WORK TO COMPLETE |
Set down the whole listing verbatim.

MATERIAL FOR THE TASK |
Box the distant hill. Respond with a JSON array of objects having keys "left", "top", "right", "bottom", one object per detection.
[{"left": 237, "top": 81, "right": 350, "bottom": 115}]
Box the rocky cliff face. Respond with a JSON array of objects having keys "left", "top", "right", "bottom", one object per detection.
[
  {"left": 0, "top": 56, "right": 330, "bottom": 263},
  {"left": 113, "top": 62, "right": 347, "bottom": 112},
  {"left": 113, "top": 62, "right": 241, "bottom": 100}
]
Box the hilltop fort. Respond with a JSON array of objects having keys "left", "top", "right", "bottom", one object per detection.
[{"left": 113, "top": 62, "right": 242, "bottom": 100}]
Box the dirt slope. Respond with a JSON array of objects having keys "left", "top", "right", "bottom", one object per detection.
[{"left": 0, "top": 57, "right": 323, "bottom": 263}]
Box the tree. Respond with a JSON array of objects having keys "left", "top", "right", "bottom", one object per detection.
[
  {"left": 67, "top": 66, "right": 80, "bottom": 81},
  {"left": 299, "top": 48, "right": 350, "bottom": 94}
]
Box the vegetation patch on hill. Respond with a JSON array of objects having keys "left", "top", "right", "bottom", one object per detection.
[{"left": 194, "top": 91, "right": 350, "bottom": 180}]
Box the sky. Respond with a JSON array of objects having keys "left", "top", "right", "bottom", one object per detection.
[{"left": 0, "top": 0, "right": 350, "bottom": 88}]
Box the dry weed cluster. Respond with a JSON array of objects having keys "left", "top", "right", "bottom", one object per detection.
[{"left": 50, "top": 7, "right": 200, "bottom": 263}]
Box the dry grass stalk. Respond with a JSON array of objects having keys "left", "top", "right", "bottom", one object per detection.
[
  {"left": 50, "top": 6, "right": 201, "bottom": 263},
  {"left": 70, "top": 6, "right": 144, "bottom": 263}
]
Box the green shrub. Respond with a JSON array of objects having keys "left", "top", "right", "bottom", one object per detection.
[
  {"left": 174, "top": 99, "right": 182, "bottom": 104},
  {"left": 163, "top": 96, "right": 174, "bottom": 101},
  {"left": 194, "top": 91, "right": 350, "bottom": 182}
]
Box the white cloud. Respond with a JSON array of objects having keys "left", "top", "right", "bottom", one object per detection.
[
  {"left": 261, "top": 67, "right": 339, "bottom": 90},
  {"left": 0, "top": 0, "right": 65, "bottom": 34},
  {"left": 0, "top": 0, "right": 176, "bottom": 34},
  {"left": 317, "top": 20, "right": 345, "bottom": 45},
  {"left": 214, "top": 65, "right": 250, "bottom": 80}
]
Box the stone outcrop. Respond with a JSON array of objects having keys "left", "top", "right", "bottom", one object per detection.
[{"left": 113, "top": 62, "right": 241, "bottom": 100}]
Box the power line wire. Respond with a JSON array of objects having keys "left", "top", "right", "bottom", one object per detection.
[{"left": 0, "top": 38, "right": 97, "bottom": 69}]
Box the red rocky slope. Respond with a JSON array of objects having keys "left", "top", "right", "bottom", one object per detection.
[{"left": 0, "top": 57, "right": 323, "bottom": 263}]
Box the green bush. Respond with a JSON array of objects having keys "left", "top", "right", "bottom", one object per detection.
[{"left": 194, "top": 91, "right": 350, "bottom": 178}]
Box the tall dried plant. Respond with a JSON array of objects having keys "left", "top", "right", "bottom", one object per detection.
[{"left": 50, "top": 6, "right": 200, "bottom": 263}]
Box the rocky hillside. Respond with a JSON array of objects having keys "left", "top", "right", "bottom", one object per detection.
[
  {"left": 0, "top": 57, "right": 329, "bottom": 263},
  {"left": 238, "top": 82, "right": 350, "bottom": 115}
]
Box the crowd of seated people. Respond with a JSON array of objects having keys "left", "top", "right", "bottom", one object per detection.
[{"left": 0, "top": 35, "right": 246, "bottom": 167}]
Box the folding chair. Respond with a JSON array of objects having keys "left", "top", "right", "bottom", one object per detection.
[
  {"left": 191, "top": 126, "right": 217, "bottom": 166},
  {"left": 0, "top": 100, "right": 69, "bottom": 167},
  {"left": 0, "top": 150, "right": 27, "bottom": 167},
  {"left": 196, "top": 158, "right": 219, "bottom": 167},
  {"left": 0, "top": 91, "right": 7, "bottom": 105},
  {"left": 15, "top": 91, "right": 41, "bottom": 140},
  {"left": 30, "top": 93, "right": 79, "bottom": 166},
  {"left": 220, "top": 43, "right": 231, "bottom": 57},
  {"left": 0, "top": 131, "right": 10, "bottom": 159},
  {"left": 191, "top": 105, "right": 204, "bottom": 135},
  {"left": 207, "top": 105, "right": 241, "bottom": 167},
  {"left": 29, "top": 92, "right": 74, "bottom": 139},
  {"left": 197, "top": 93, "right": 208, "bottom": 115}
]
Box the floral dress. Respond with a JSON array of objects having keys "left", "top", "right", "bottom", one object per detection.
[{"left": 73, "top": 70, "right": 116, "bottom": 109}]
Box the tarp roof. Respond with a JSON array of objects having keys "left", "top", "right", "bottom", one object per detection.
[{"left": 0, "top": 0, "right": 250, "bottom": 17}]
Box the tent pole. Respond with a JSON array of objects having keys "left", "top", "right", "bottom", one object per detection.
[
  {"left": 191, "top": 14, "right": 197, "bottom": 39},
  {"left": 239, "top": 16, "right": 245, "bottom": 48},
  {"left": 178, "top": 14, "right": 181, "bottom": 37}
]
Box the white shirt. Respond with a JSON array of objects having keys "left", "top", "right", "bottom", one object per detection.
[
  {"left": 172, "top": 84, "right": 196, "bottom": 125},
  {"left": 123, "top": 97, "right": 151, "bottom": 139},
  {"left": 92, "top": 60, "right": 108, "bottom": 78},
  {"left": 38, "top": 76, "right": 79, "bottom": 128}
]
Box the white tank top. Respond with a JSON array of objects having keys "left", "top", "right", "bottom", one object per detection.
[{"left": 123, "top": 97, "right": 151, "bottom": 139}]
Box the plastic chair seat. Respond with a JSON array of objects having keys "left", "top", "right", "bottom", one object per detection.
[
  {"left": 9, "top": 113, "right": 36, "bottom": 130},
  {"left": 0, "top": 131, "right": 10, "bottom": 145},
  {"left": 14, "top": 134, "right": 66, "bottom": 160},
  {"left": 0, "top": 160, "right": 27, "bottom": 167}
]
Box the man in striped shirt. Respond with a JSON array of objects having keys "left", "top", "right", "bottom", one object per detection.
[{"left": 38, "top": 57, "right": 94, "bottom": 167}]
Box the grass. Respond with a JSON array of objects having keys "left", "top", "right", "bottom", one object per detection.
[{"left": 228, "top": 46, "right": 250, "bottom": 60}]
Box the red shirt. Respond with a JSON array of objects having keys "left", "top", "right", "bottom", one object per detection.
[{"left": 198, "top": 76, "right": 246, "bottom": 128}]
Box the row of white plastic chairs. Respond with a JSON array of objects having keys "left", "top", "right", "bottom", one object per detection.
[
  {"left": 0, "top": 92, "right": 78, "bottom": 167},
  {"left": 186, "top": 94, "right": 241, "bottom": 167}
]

SOLUTION TO THIS EXERCISE |
Box the distant hill. Respond with a JSON array of objects having keys "left", "top", "right", "bottom", one object per detection.
[{"left": 237, "top": 81, "right": 350, "bottom": 115}]
Box the rocky cliff face. Respond with a JSON array of objects having keys "left", "top", "right", "bottom", one object per detection.
[
  {"left": 0, "top": 56, "right": 330, "bottom": 263},
  {"left": 113, "top": 62, "right": 347, "bottom": 112},
  {"left": 113, "top": 62, "right": 241, "bottom": 100}
]
Box the hilltop fort. Respond with a JSON array of objects having keys "left", "top", "right", "bottom", one object per detection.
[{"left": 113, "top": 62, "right": 242, "bottom": 100}]
Box the dirt slope. Respond with a JSON array of objects having keys "left", "top", "right", "bottom", one object per detection.
[{"left": 0, "top": 57, "right": 323, "bottom": 263}]
Box the tree. Respond with a JSON array of objects having keys "left", "top", "right", "bottom", one object per detection.
[
  {"left": 67, "top": 66, "right": 80, "bottom": 81},
  {"left": 299, "top": 48, "right": 350, "bottom": 94}
]
Box the vegetation patch on hill. Respond with a JSON array of objects having keys "left", "top", "right", "bottom", one object per detection.
[{"left": 194, "top": 91, "right": 350, "bottom": 180}]
Box the sky. Respond with a JSON array of objects having keys "left", "top", "right", "bottom", one object per detection.
[{"left": 0, "top": 0, "right": 350, "bottom": 88}]
Box the dry weed cluster. Respond with a JSON array of objects having keys "left", "top", "right", "bottom", one object per detection.
[{"left": 50, "top": 7, "right": 200, "bottom": 263}]
Box the dry grass stalk. Respond with a JSON array of objects having keys "left", "top", "right", "bottom", one object per detection.
[
  {"left": 50, "top": 6, "right": 201, "bottom": 263},
  {"left": 70, "top": 6, "right": 144, "bottom": 263}
]
Box the green shrub. Respond with a JSON array of objects having keys "left", "top", "right", "bottom", one object per detection.
[
  {"left": 174, "top": 99, "right": 182, "bottom": 104},
  {"left": 163, "top": 96, "right": 174, "bottom": 101},
  {"left": 194, "top": 91, "right": 350, "bottom": 182}
]
Box the white cloud. Respond with a JSON array of objects having keys "left", "top", "right", "bottom", one object per detection.
[
  {"left": 261, "top": 67, "right": 339, "bottom": 90},
  {"left": 0, "top": 0, "right": 65, "bottom": 34},
  {"left": 0, "top": 0, "right": 176, "bottom": 34},
  {"left": 317, "top": 20, "right": 345, "bottom": 45},
  {"left": 214, "top": 65, "right": 250, "bottom": 80}
]
Box the stone outcrop. Respond with a JSON array of objects having keys "left", "top", "right", "bottom", one object per detection.
[{"left": 113, "top": 62, "right": 241, "bottom": 100}]
Box the power line wire. Respond with a JSON array of objects having keys "left", "top", "right", "bottom", one object per detection.
[{"left": 0, "top": 38, "right": 97, "bottom": 69}]
Box the red rocky slope. Respond with a JSON array of objects having keys "left", "top", "right", "bottom", one object per detection.
[{"left": 0, "top": 57, "right": 323, "bottom": 263}]
Box the green bush. Respond with a JSON array of objects having keys "left", "top", "right", "bottom", one object per detection.
[{"left": 194, "top": 91, "right": 350, "bottom": 178}]
Box the tall dried plant. Respond with a JSON array of objects having keys "left", "top", "right", "bottom", one object per detection.
[{"left": 50, "top": 6, "right": 200, "bottom": 263}]
Box the rocky hillside. Respond with a JSON array of objects having keys "left", "top", "right", "bottom", one object per detection.
[
  {"left": 0, "top": 57, "right": 329, "bottom": 263},
  {"left": 238, "top": 82, "right": 350, "bottom": 115}
]
Box the crowd of seated people. Respond with a JSON array of objects having keys "left", "top", "right", "bottom", one object per detection.
[{"left": 0, "top": 35, "right": 246, "bottom": 167}]
Box the folding chair. Respond with a JSON array of objects having keys "left", "top", "right", "bottom", one object per detection.
[
  {"left": 191, "top": 126, "right": 217, "bottom": 166},
  {"left": 0, "top": 100, "right": 69, "bottom": 167},
  {"left": 0, "top": 150, "right": 27, "bottom": 167},
  {"left": 196, "top": 158, "right": 219, "bottom": 167},
  {"left": 0, "top": 91, "right": 7, "bottom": 105},
  {"left": 15, "top": 91, "right": 41, "bottom": 140},
  {"left": 30, "top": 93, "right": 79, "bottom": 166},
  {"left": 220, "top": 43, "right": 231, "bottom": 57},
  {"left": 0, "top": 131, "right": 10, "bottom": 159},
  {"left": 191, "top": 105, "right": 204, "bottom": 135},
  {"left": 207, "top": 105, "right": 241, "bottom": 167},
  {"left": 29, "top": 92, "right": 74, "bottom": 139},
  {"left": 197, "top": 93, "right": 208, "bottom": 115}
]
Box the floral dress. Respond with a JSON array of objects having keys "left", "top", "right", "bottom", one object per detection.
[{"left": 73, "top": 70, "right": 116, "bottom": 109}]
Box the tarp roof. Respond with a JSON array of objects having keys "left", "top", "right", "bottom", one object per detection.
[{"left": 0, "top": 0, "right": 250, "bottom": 17}]
Box the tent pole. Respond with a JSON array of objects having keys "left", "top", "right", "bottom", one object per detection.
[
  {"left": 191, "top": 14, "right": 197, "bottom": 39},
  {"left": 239, "top": 16, "right": 245, "bottom": 48},
  {"left": 178, "top": 14, "right": 181, "bottom": 37}
]
Box the white shirt. Respond with a JSON array of objects having keys "left", "top", "right", "bottom", one object per detection.
[
  {"left": 172, "top": 84, "right": 196, "bottom": 125},
  {"left": 123, "top": 97, "right": 151, "bottom": 139},
  {"left": 92, "top": 60, "right": 108, "bottom": 78},
  {"left": 38, "top": 76, "right": 79, "bottom": 128}
]
Box the white tank top. Respond with a JSON array of objects having keys "left", "top", "right", "bottom", one object per detection.
[{"left": 123, "top": 97, "right": 151, "bottom": 139}]
Box the plastic chair seat. Respond with a JSON array of objects having keys "left", "top", "right", "bottom", one object per detection.
[
  {"left": 9, "top": 113, "right": 36, "bottom": 130},
  {"left": 0, "top": 131, "right": 10, "bottom": 145},
  {"left": 14, "top": 134, "right": 66, "bottom": 160},
  {"left": 0, "top": 160, "right": 27, "bottom": 167}
]
Box the man in striped shirt. Respond with a JSON array of objects having keys "left", "top", "right", "bottom", one object per detection.
[{"left": 38, "top": 57, "right": 94, "bottom": 167}]
Box the grass. Respond with a JSON array of objects having keys "left", "top", "right", "bottom", one object per detection.
[{"left": 228, "top": 46, "right": 250, "bottom": 60}]
Box the red shirt. Respond with a JSON array of objects having keys "left", "top", "right", "bottom", one object per detection.
[{"left": 198, "top": 76, "right": 246, "bottom": 128}]
Box the row of white plastic chairs. Respond with a JSON array of objects having keys "left", "top", "right", "bottom", one object per detection.
[
  {"left": 0, "top": 92, "right": 78, "bottom": 167},
  {"left": 186, "top": 94, "right": 241, "bottom": 167}
]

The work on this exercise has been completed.